▶ [Work to complete] Extract every row below word for word, leaving the pictures out of your answer.

▶ [Given records]
——

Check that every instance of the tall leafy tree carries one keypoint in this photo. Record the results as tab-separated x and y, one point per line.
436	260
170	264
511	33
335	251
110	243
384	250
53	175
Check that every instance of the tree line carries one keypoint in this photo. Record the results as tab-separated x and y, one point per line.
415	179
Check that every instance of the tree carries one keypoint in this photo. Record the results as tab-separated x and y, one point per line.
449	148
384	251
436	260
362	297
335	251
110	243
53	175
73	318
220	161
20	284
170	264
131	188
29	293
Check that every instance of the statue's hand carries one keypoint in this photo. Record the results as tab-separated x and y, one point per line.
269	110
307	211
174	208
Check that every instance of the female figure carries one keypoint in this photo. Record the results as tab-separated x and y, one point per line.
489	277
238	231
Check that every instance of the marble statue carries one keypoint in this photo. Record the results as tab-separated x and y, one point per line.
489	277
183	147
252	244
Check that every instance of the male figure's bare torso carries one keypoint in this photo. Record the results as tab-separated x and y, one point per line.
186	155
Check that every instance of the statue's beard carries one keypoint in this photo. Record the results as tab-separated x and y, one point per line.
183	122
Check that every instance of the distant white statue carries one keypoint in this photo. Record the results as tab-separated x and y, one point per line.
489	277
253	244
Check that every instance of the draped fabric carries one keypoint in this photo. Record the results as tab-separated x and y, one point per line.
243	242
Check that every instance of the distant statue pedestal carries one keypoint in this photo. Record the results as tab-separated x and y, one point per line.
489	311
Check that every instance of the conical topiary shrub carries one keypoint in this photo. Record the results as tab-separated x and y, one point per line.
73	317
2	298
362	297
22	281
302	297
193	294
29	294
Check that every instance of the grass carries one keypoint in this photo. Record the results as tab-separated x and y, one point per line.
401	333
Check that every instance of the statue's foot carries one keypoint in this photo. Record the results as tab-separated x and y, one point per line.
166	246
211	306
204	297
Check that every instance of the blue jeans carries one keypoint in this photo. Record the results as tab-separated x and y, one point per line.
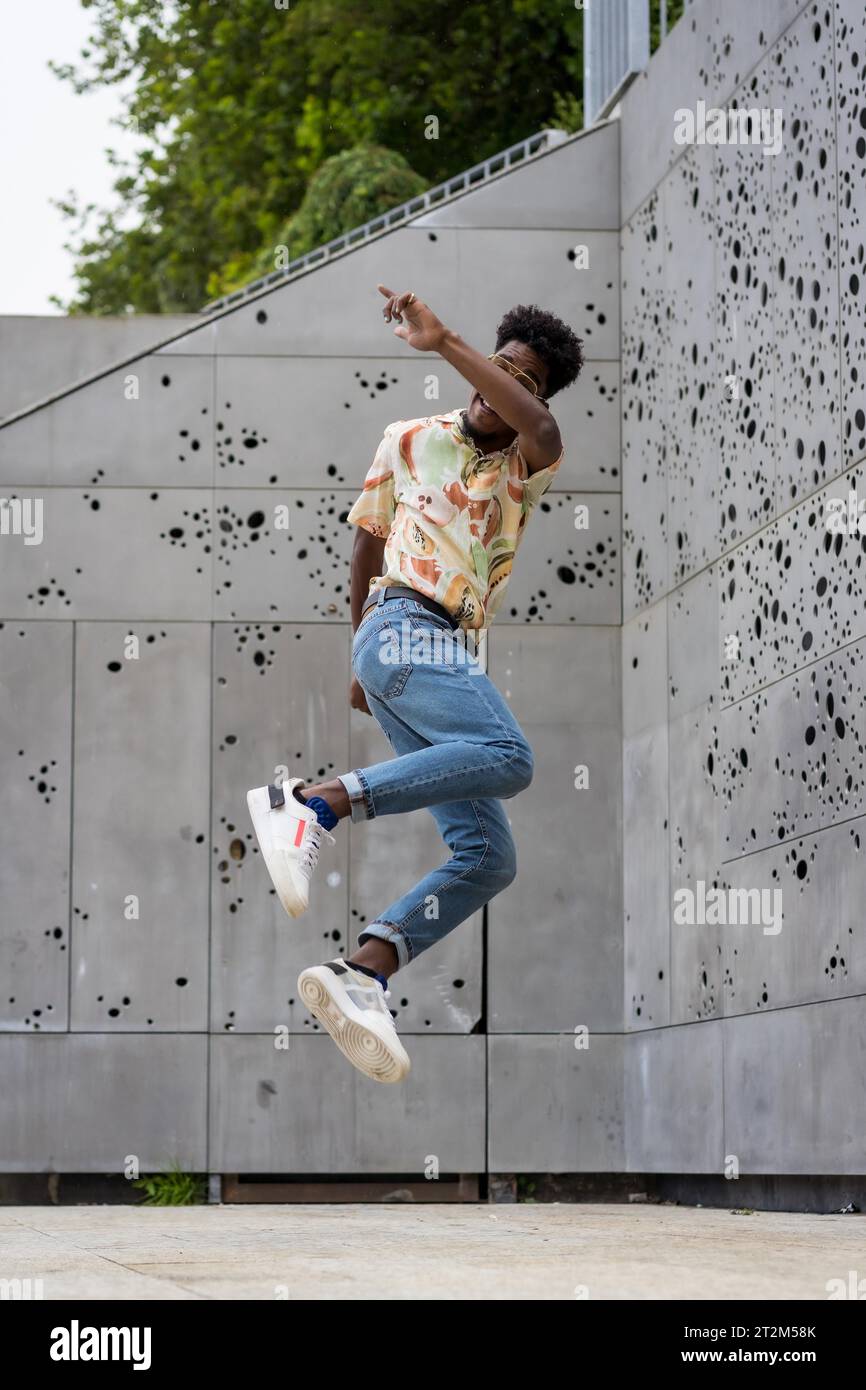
459	752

——

▶ [Task solution]
Check that every instance of the tall leafy tree carries one keypoint in this photo. Record the results as tab-separated x and y, one point per line.
436	260
170	264
511	33
335	251
110	243
384	250
53	175
Check that every instance of the tree line carries one keypoint in this photo. Record the results as tab-separated x and y, one point per line.
415	179
Check that every instance of the tree carries one keypoint in this photo. Record the results as tab-separated x and y, one point per line.
449	148
384	251
436	260
362	297
335	251
110	243
53	175
73	318
220	161
20	284
170	264
131	188
29	293
Check that every instance of the statue's hand carries one keypoint in this photo. Record the results as tab-separated x and y, one point per line.
269	110
307	211
174	208
Check that every instance of the female figure carries one keypoint in this photo. Record the results as tab-separated x and y, one point per line.
489	277
238	231
Check that every instance of the marble statue carries one keypoint in this photo. Record the results as tab-separated x and y, one point per line.
489	277
183	147
252	244
Check that every instance of the male figure's bare torso carries one keypoint in this photo. Record the results as tab-separated x and y, one point per line.
186	155
Check that every instance of the statue's beard carries one keypoint in this photo. Record the results as tab-separated x and y, one point per line.
183	122
Check that every instance of the distant white statue carries one keypoint in this photo. Record the results as tab-separated x and y, one point per line.
489	277
253	244
Check that every instance of the draped fabric carries one keypoint in this photo. Record the results as tab-separated x and y, one point per line.
243	242
Check that every instance of the distant statue pedestal carries one keypoint in this photo. Record the results as tab-separated x and y, one point per line.
489	311
Check that every instance of the conical topiary shrub carries one keypoint in this photo. Record the results as tab-separated x and y, one point per line.
73	317
2	298
362	297
22	281
302	297
193	294
29	294
Check that every instance of the grass carries one keypoint in this photo. Record the results as tab-separated x and y, one point per line.
401	333
Check that every instance of the statue's foot carries one keypoint in this photo. Record the results as tab-separated x and y, one point per line.
166	246
211	306
204	297
Check that every instance of the blue jeans carries one keypoint in this photo. Record the results as tab-separated x and y, one point per line.
459	752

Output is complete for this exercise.